**Tugas Dikerjakan:**
(1) Tentukan apakah setiap pernyataan berikut sesuai dengan kutipan tentang Xi Jinping dan BRI: (a) pada 2013 Xi Jinping menyampaikan idenya tentang revitalisasi jalur sutra di Kazakhstan dan Jakarta; (b) jalur sutra terbentuk pada era dinasti Tang; (c) Prof. Tuty menganggap instrumentalisasi sejarah sebagai tindakan yang salah. Jawab ya atau tidak, lalu kutip kata-kata penentunya dari kutipan itu.
(2) Lanjutkan kutipan tentang Xi Jinping dan BRI dengan satu paragraf baru sesudah kalimat terakhirnya.

**Teks Sumber:**
>>>

Dalam pidatonya ia menyampaikan, pada 2013 Presiden Republik Rakyat Tiongkok (RRT) Xi Jinping telah memilih Kazakhstan dan Jakarta (Indonesia) sebagai tempat penyampaian idenya tentang revitalisasi jalur sutra melalui dua skema, yaitu ‘Sabuk Ekonomi Jalur Sutra’ dan ‘Jalur Sutra Maritim Abad ke-21’. Dalam sejarah, ‘jalur sutra’ adalah jalur perdagangan Tiongkok dengan berbagai kawasan dunia yang terbentuk pada era dinasti Han Barat. Sebelumnya, pada 2012-2013, Xi menegaskan visi dan misinya bahwa bangsa Tiongkok harus mampu mewujudkan ‘Impian Tiongkok’ yang telah menjadi impian seluruh rakyat sejak era kedinastian.  Salah satu impian itu diformulasikan sebagai kebangkitan kembali kejayaan bangsa Tiongkok pada 100 tahun berdirinya RRT, yaitu pada tahun 2049.

Berlandaskan narasi pidato-pidatonya, Prof. Tuty melihat bahwa Xi Jinping sejak awal kekuasaannya telah menggunakan jargon-jargon kekuatan dan kejayaan Tiongkok yang tercatat dalam sejarah sejak ribuan tahun lalu. Fenomena itu menyebabkan Xi dikenal sebagai pemimpin yang mendasarkan klaimnya atas kekuasaan dan legitimasi partainya pada sejarah Tiongkok. Dari Fenomena tersebut melandasi Prof. Tuty untuk melakukan penelusuran dan investigasi tentang sejauh mana Xi Jinping dan RRT memanfaatkan sejarah sebagai instrument untuk mengembalikan kejayaan dan kekuatan Tiongkok secara domestik maupun internasional melalui Belt and Road Initiative (BRI).

“Penggunaan sejarah sebagai instrumen, terkait erat dengan merekonstruksi komponen-komponen utama memori publik tentang trauma, kejayaan, dan amnesia yang saling berhubungan dan tumpang tindih, sehingga membentuk penemuan kembali sejarah yang dipilih. Instrumentalisasi sejarah bukanlah tindakan yang salah, namun perlu ‘kewaspadaan’ dalam menyikapi kemungkinan penyimpangan yang menyesatkan. Oleh karena itu, secara sistematis investigasi dan pembahasan yang diarahkan sebagai tinjauan kritis, dilakukan dalam kategori aspek glorifikasi, ideologi, dan identifikasi diri, yang terkandung dalam narasi pidato-pidato Xi yang berkaitan dengan BRI,” ujar Prof. Tuty.

<<<

**Entri yang Disediakan:**
>>>

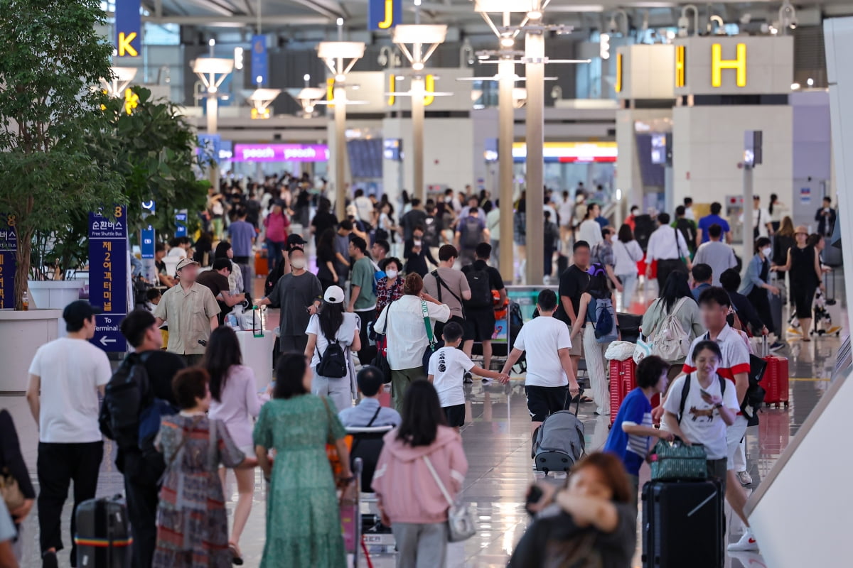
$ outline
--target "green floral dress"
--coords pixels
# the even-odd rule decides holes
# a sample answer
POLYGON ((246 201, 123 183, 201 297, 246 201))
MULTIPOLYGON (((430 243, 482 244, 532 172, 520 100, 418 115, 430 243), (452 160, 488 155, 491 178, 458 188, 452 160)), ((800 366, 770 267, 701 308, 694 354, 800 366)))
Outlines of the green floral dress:
POLYGON ((303 394, 261 408, 254 442, 275 449, 261 568, 344 568, 346 554, 326 443, 346 433, 322 399, 303 394))

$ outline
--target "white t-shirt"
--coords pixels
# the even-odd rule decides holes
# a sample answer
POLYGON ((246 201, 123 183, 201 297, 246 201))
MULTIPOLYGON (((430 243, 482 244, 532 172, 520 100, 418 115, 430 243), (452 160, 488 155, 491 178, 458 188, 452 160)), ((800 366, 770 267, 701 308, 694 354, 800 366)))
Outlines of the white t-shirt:
MULTIPOLYGON (((682 419, 682 432, 693 444, 702 444, 708 454, 709 460, 720 460, 728 456, 726 442, 726 423, 722 422, 719 411, 712 404, 702 399, 702 387, 699 384, 696 373, 681 376, 670 387, 666 395, 664 410, 678 416, 682 404, 682 391, 684 381, 689 377, 690 392, 684 403, 684 417, 682 419)), ((726 381, 726 379, 723 379, 726 381)), ((712 397, 720 396, 720 381, 714 377, 711 386, 705 389, 712 397)), ((722 393, 722 405, 737 412, 738 397, 734 385, 729 381, 726 383, 726 390, 722 393)))
POLYGON ((473 361, 456 347, 442 347, 429 358, 429 374, 442 408, 465 404, 462 382, 473 367, 473 361))
POLYGON ((101 349, 82 339, 63 337, 38 347, 30 374, 41 378, 38 441, 100 442, 98 387, 113 370, 101 349))
POLYGON ((563 370, 557 353, 560 349, 572 349, 572 336, 566 324, 554 318, 535 318, 521 328, 513 347, 527 352, 525 385, 565 387, 569 384, 569 377, 563 370))

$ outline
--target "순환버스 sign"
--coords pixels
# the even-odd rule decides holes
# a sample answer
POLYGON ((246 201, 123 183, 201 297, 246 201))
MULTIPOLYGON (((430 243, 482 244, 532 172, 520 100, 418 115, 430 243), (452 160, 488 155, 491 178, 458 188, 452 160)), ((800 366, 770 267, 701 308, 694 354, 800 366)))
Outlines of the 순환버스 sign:
POLYGON ((127 315, 127 209, 115 207, 112 217, 89 214, 89 301, 103 313, 95 316, 91 341, 104 351, 124 352, 127 343, 119 324, 127 315))

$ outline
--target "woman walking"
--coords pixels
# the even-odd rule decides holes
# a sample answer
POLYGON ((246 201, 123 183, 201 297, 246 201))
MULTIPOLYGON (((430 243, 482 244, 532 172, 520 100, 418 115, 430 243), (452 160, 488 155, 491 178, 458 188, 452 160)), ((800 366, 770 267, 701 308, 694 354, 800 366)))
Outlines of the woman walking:
POLYGON ((406 393, 403 423, 386 434, 373 489, 382 524, 397 541, 397 568, 443 566, 447 556, 447 499, 462 487, 468 462, 462 439, 446 424, 438 394, 426 381, 406 393))
POLYGON ((226 468, 252 468, 218 420, 206 415, 211 405, 207 371, 184 369, 172 389, 181 411, 165 416, 156 441, 166 469, 157 511, 157 548, 153 568, 228 568, 228 517, 217 474, 226 468))
POLYGON ((424 353, 430 345, 427 335, 435 323, 450 318, 450 308, 423 291, 420 275, 409 274, 403 285, 403 297, 388 304, 376 318, 374 329, 386 336, 394 406, 402 414, 406 389, 426 376, 424 353), (428 324, 426 321, 428 320, 428 324))
MULTIPOLYGON (((670 273, 661 290, 660 297, 652 302, 646 313, 643 314, 640 329, 647 340, 653 341, 660 331, 661 326, 670 315, 675 314, 682 329, 688 334, 688 339, 692 341, 705 333, 702 319, 699 317, 699 306, 693 300, 688 284, 688 275, 684 273, 670 273)), ((685 357, 687 353, 684 353, 685 357)), ((678 376, 685 357, 667 361, 670 364, 669 378, 671 381, 678 376)))
POLYGON ((791 295, 794 299, 800 333, 803 334, 804 341, 810 341, 809 330, 811 329, 811 305, 818 286, 823 290, 821 283, 823 274, 821 272, 821 261, 815 247, 809 246, 809 231, 805 226, 798 227, 794 231, 794 236, 797 238, 797 244, 788 250, 785 266, 777 267, 777 270, 789 273, 791 295))
MULTIPOLYGON (((609 343, 599 343, 595 337, 596 304, 601 300, 610 300, 615 307, 613 293, 607 283, 607 273, 601 264, 594 264, 588 271, 590 274, 589 284, 586 291, 581 295, 578 316, 572 329, 572 341, 577 341, 577 336, 583 331, 583 353, 587 361, 587 370, 589 372, 589 382, 592 385, 593 399, 595 401, 595 414, 602 416, 610 416, 610 391, 607 387, 607 371, 604 365, 604 352, 609 343)), ((616 310, 611 314, 613 327, 617 325, 616 310)), ((610 335, 610 334, 607 334, 610 335)))
POLYGON ((627 312, 637 286, 637 262, 642 260, 642 249, 634 238, 634 232, 627 223, 619 227, 618 239, 613 243, 613 258, 616 266, 613 273, 622 283, 622 299, 619 311, 627 312))
MULTIPOLYGON (((243 365, 237 334, 227 326, 213 330, 207 341, 203 366, 210 375, 211 408, 208 416, 225 425, 237 448, 247 456, 254 455, 252 442, 253 421, 261 411, 255 374, 251 367, 243 365)), ((252 499, 255 491, 253 469, 235 468, 237 479, 237 506, 234 510, 234 527, 228 547, 234 563, 243 563, 240 551, 240 537, 252 512, 252 499)), ((219 479, 225 487, 225 468, 219 468, 219 479)))
POLYGON ((326 456, 326 445, 334 444, 342 466, 339 481, 351 481, 346 431, 331 405, 310 393, 312 378, 302 353, 282 354, 273 399, 261 408, 255 425, 258 462, 270 482, 261 568, 346 566, 335 479, 326 456))
POLYGON ((361 320, 357 313, 344 312, 344 290, 340 286, 329 286, 323 295, 320 313, 308 320, 308 346, 305 357, 310 361, 314 379, 311 393, 326 397, 334 403, 336 412, 352 406, 356 394, 356 370, 352 364, 352 352, 362 348, 359 336, 361 320), (346 375, 339 377, 323 376, 317 370, 329 345, 337 343, 344 350, 346 360, 346 375))

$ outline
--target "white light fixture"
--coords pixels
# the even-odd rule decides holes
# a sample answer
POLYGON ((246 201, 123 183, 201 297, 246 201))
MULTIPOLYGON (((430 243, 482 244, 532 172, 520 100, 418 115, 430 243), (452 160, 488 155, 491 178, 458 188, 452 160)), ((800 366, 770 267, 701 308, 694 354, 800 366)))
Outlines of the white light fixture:
POLYGON ((110 70, 113 72, 113 78, 109 81, 102 78, 101 86, 112 97, 125 96, 125 89, 133 81, 138 69, 136 67, 110 67, 110 70))

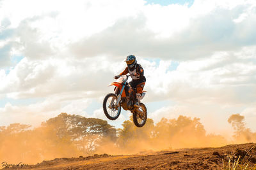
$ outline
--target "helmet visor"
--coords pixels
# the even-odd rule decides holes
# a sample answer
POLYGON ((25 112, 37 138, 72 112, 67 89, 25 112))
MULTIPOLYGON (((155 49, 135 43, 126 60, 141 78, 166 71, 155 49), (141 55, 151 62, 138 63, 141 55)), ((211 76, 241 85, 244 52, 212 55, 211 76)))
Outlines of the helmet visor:
POLYGON ((126 64, 128 65, 132 64, 134 62, 134 60, 127 60, 126 64))

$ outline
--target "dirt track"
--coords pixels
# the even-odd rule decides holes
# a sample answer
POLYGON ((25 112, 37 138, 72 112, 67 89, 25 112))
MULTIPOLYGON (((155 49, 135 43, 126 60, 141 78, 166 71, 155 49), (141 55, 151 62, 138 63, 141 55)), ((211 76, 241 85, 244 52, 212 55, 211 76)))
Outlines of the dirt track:
MULTIPOLYGON (((256 144, 232 145, 221 148, 189 148, 132 155, 112 156, 104 154, 86 157, 81 156, 79 158, 55 159, 36 165, 27 165, 19 169, 223 169, 223 160, 227 161, 231 154, 233 155, 233 161, 240 157, 241 164, 249 164, 252 167, 256 164, 256 144)), ((17 169, 13 167, 8 169, 17 169)))

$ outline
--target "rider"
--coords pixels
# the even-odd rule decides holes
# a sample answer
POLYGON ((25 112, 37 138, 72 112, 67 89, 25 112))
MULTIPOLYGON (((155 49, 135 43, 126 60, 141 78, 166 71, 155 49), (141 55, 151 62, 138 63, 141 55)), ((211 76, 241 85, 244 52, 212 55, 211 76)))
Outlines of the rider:
POLYGON ((133 106, 138 108, 140 107, 140 97, 141 96, 141 94, 142 94, 142 90, 146 82, 146 78, 144 76, 144 70, 141 66, 137 63, 136 57, 133 55, 128 55, 125 61, 127 66, 119 75, 115 76, 115 78, 118 79, 120 76, 130 73, 132 80, 129 82, 129 84, 132 87, 136 89, 136 103, 133 106))

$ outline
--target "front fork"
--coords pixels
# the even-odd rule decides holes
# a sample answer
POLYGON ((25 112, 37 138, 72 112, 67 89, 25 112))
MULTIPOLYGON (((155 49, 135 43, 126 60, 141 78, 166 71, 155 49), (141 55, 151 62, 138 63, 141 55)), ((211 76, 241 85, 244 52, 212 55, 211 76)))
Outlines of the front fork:
MULTIPOLYGON (((116 104, 117 104, 117 106, 118 106, 118 107, 120 106, 120 100, 121 100, 121 96, 122 96, 122 92, 123 92, 123 91, 124 91, 124 87, 125 87, 125 85, 123 85, 123 87, 122 87, 121 92, 119 93, 118 96, 117 96, 116 104)), ((118 91, 118 89, 119 89, 116 87, 116 90, 115 90, 115 95, 117 94, 117 92, 118 91)), ((113 97, 113 98, 112 98, 112 100, 111 100, 111 103, 110 103, 110 105, 111 106, 111 107, 112 107, 113 103, 114 102, 114 100, 115 100, 115 98, 113 97)))

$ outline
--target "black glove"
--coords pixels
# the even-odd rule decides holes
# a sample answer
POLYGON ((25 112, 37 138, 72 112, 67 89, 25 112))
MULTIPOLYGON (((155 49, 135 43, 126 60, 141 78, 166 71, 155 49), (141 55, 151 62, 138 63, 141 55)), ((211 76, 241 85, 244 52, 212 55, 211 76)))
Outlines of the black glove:
POLYGON ((118 76, 115 76, 115 77, 114 77, 115 79, 118 79, 119 78, 120 78, 120 76, 119 76, 119 75, 118 75, 118 76))

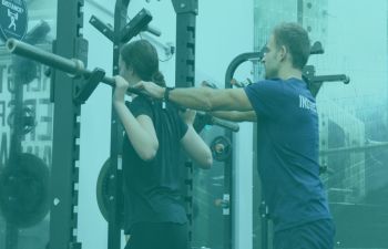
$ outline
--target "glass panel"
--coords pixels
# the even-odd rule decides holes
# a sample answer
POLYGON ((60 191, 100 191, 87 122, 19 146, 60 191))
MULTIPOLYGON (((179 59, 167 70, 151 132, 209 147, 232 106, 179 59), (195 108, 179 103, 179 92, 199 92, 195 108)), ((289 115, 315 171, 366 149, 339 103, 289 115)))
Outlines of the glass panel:
POLYGON ((329 0, 319 74, 347 74, 317 95, 320 164, 339 248, 388 247, 387 1, 329 0), (371 18, 360 19, 368 10, 371 18), (345 148, 345 149, 341 149, 345 148))
MULTIPOLYGON (((255 8, 256 50, 278 22, 303 23, 312 42, 325 49, 308 61, 315 75, 338 79, 326 77, 317 94, 319 163, 327 168, 321 179, 337 226, 336 247, 388 247, 387 1, 255 0, 255 8), (349 84, 339 80, 343 74, 349 84)), ((257 66, 257 80, 262 71, 257 66)), ((257 183, 255 177, 254 248, 261 248, 262 228, 257 183)))
MULTIPOLYGON (((27 0, 25 4, 23 41, 51 51, 57 1, 27 0)), ((0 44, 0 248, 45 248, 53 124, 49 71, 10 55, 0 44)))

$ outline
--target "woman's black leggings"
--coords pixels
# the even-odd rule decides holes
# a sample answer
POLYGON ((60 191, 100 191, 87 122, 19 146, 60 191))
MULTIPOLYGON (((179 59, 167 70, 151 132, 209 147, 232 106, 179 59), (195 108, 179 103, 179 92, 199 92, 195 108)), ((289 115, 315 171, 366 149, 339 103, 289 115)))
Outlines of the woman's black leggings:
POLYGON ((187 226, 173 222, 135 224, 125 249, 188 249, 187 226))

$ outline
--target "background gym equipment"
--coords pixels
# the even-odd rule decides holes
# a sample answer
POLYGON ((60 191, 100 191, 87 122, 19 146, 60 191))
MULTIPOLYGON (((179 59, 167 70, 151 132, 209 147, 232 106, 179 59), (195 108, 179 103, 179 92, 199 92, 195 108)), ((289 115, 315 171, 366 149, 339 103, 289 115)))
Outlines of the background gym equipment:
POLYGON ((225 162, 232 155, 232 143, 226 136, 217 136, 210 145, 214 159, 225 162))
MULTIPOLYGON (((113 196, 111 195, 112 186, 110 183, 110 177, 112 177, 112 173, 113 173, 113 167, 110 163, 110 159, 106 159, 103 166, 101 167, 99 178, 96 181, 96 187, 95 187, 95 196, 96 196, 99 209, 101 211, 101 215, 104 217, 106 221, 109 221, 109 207, 110 207, 109 203, 113 198, 113 196)), ((119 198, 123 199, 124 198, 123 194, 122 193, 120 194, 121 195, 119 198)), ((124 214, 122 209, 120 209, 119 212, 121 217, 120 226, 121 228, 123 228, 124 214)))
POLYGON ((0 212, 7 222, 28 228, 49 212, 49 168, 39 157, 22 153, 0 173, 0 212))
MULTIPOLYGON (((112 87, 115 86, 114 77, 105 76, 104 71, 101 69, 89 71, 84 68, 82 61, 78 59, 65 59, 14 39, 9 39, 7 41, 7 48, 11 53, 38 61, 45 65, 52 66, 53 69, 61 70, 74 77, 82 77, 83 80, 86 80, 86 83, 80 89, 74 97, 78 103, 84 103, 98 86, 99 82, 103 82, 112 87)), ((142 94, 135 89, 129 89, 127 92, 142 94)), ((218 125, 233 132, 238 132, 239 129, 238 124, 213 117, 204 112, 197 112, 197 116, 200 116, 200 121, 196 122, 195 125, 197 131, 201 131, 204 125, 218 125)))

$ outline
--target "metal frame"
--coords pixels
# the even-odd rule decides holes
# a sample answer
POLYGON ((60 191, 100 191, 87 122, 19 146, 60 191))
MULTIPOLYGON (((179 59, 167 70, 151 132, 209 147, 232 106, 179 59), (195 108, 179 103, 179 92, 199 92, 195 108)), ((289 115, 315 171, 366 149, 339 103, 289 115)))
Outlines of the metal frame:
MULTIPOLYGON (((54 53, 80 58, 85 62, 88 43, 82 38, 83 0, 58 0, 57 40, 54 53)), ((52 77, 54 105, 53 152, 51 168, 50 249, 80 249, 76 241, 80 105, 73 102, 79 84, 65 73, 55 71, 52 77)))
MULTIPOLYGON (((172 0, 176 13, 175 86, 195 85, 195 29, 198 11, 197 0, 172 0)), ((185 203, 188 218, 188 241, 192 241, 193 224, 193 163, 185 162, 185 203)))

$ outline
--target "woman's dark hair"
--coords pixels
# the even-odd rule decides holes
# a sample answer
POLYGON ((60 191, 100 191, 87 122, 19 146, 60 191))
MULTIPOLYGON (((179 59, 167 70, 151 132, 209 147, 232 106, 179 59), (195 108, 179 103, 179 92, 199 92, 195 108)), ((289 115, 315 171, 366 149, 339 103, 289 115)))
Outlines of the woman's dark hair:
POLYGON ((159 71, 156 49, 149 41, 137 40, 124 44, 121 49, 121 58, 141 80, 165 86, 164 76, 159 71))

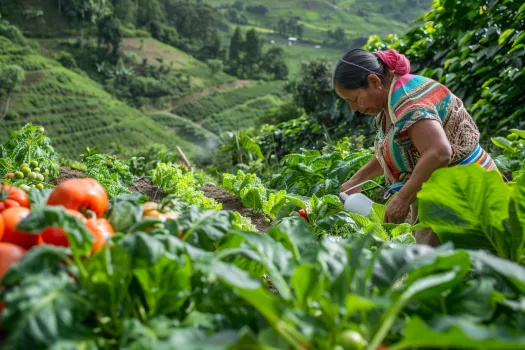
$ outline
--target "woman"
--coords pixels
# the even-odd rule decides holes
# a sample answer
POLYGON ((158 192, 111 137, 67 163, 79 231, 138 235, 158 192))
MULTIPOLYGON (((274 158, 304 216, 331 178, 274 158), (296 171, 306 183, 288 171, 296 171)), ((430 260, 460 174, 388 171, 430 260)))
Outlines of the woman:
MULTIPOLYGON (((410 62, 396 50, 354 49, 337 63, 333 78, 336 93, 354 112, 376 115, 375 157, 341 192, 384 174, 389 192, 397 192, 386 208, 387 223, 406 222, 410 212, 409 221, 416 223, 412 203, 436 169, 472 163, 496 169, 462 101, 438 82, 409 73, 410 62)), ((439 245, 431 230, 416 231, 415 238, 439 245)))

<<<

**Jawaban:**
(1)
(a) Ya: "pada 2013 Presiden Republik Rakyat Tiongkok (RRT) Xi Jinping telah memilih Kazakhstan dan Jakarta (Indonesia) sebagai tempat penyampaian idenya tentang revitalisasi jalur sutra"
(b) Tidak: "jalur perdagangan Tiongkok dengan berbagai kawasan dunia yang terbentuk pada era dinasti Han Barat"
(c) Tidak: "Instrumentalisasi sejarah bukanlah tindakan yang salah"

(2)
Menurutnya, ilihan Xi Jinping terhadap memori tertentu yang berisi kejayaan dan harmoni serta menyisihkan fakta-fakta kegagalan Tiongkok di masa lalu sebagai amnesia sejarah, memperlihatkan teknik rekonstruksi Xi Jinping sebagai agensi-sejarawan dengan menggunakan pola narativisme/naratologi sejarah. Xi dalam sepuluh tahun terakhir merekonstruksi narasi baru berlandaskan pada fakta-fakta yang didukung oleh dokumen-dokumen sejarah bangsa Tiongkok, dan etika moral Konfusianisme sebagai kerangka code of conduct baru tata pergaulan internasional, di mana identitas bangsa Tiongkok bukan lagi ‘korban era penghinaan’, melainkan ‘bangsa besar’ yang siap membantu dalam mewujudkan ‘Komunitas Global Dengan Masa Depan Bersama’.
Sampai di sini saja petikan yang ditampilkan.